▶ _What you need to do_: Repeat each line of the material exactly.

--- --- ---

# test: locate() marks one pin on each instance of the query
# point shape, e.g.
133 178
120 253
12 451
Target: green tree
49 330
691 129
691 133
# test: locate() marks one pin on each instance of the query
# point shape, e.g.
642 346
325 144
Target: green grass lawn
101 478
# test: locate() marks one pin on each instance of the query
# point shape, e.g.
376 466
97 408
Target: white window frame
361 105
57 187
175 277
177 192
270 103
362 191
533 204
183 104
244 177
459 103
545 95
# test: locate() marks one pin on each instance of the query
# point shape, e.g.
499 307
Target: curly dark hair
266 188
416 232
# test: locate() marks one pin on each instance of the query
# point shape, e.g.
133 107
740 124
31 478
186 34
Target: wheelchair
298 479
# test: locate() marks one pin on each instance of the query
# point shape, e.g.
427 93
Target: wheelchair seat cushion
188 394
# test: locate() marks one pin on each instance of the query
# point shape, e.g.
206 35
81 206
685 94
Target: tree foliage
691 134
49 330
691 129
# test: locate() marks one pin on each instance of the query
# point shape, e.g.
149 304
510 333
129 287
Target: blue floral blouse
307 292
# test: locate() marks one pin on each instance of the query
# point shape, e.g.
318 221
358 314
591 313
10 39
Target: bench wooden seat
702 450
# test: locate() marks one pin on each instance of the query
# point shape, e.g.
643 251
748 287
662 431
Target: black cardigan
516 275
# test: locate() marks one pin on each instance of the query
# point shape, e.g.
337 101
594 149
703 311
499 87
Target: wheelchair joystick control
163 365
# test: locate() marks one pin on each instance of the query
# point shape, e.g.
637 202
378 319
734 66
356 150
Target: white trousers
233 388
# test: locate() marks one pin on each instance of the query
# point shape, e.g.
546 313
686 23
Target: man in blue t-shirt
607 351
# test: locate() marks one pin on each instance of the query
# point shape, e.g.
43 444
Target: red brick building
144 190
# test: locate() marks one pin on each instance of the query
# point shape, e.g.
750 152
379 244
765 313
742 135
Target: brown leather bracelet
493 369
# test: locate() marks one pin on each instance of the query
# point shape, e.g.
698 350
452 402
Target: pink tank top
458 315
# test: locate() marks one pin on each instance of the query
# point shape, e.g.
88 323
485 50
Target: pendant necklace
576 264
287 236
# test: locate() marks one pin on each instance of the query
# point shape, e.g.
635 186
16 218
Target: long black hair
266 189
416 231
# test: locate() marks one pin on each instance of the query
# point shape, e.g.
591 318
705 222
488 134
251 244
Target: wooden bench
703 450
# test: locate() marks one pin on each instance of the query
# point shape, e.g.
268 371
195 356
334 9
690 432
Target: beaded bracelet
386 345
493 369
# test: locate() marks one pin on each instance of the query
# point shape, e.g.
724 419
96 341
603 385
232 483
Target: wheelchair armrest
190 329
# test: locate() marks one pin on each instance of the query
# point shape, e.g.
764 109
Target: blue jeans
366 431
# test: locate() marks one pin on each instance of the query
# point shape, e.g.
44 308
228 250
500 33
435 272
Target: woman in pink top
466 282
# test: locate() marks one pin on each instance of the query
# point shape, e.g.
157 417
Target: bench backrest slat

--- --- ---

▶ _Answer area_:
# test: locate() marks one pin on each instance of the query
# point shape, e.g.
133 178
120 253
12 451
Target: green tree
49 330
691 129
691 133
# test: locate() marks one pin on each instance of the query
# point shape, e.g.
642 346
325 144
Target: green grass lawn
101 478
# test: locate() marks one pin on each instance of the query
# point shape, e.g.
376 466
97 408
Target: white window frame
361 105
57 187
175 277
177 192
270 103
362 191
533 204
183 104
244 177
459 103
545 95
# test: locate() marks one pin on each instance of the query
# point shape, e.g.
499 307
Target: curly dark hair
266 188
416 232
# test: locate() marks one pin on each instance of the query
# point shape, e.g.
133 107
740 124
31 478
186 34
Target: wheelchair
298 479
# test: locate() marks one pin on each instance of the query
# point shape, e.g.
427 93
Target: wheelchair seat cushion
188 394
# test: locate() marks one pin on each instance of the query
# point shape, e.g.
206 35
81 206
685 94
Target: tree foliage
691 134
49 330
691 129
# test: locate() marks one pin on each instance of the query
# point shape, e.g.
149 304
510 333
129 287
Target: blue floral blouse
307 292
# test: locate() marks one pin on each instance of the query
# point shape, e.g.
318 221
358 314
591 313
10 39
Target: bench wooden seat
702 450
# test: locate() marks one pin on each instance of the query
# point shape, e.g.
643 251
748 287
662 431
Target: black cardigan
516 275
# test: locate() marks one pin on each instance of the query
# point shape, e.g.
337 101
594 149
703 311
499 87
Target: wheelchair joystick control
163 365
# test: locate() marks one pin on each instance of the query
# point shape, e.g.
637 202
378 319
734 66
356 150
Target: white trousers
233 388
# test: locate() marks one pin on each instance of the query
# point shape, e.g.
546 313
686 23
Target: man in blue t-shirt
607 351
# test: locate() marks one pin on each instance of the query
# point shape, e.g.
43 444
Target: red brick building
144 190
# test: locate() marks one pin on each instance of the query
# point shape, e.g.
750 152
379 244
765 313
742 135
Target: brown leather bracelet
493 369
# test: locate() marks one pin on each instance of the query
# point shape, e.g.
698 350
452 402
Target: pink tank top
458 315
# test: locate() marks one pin on each instance of the query
# point shape, e.g.
88 323
485 50
Target: pendant necklace
576 264
287 236
# test: locate() marks one pin on each instance of the query
# point shape, e.g.
635 186
16 218
Target: long black hair
266 189
416 231
# test: locate() marks one pin on each instance of the query
# point shape, e.g.
591 318
705 222
488 134
251 244
Target: wooden bench
703 450
# test: locate() marks one pin on each instance of the query
# point shape, e.g.
268 371
195 356
334 9
690 432
Target: beaded bracelet
386 345
493 369
# test: locate() marks one pin on each instance of the query
# point shape, e.g.
724 419
96 341
603 385
232 483
Target: wheelchair armrest
190 329
# test: locate() marks one pin on each instance of the query
# point shape, e.g.
764 109
Target: blue jeans
366 431
# test: locate() marks one pin on each instance of the query
# point shape, e.g.
44 308
228 250
500 33
435 272
Target: woman in pink top
466 282
# test: locate() marks one pin on each instance of the query
# point shape, e.g.
157 417
Target: bench backrest slat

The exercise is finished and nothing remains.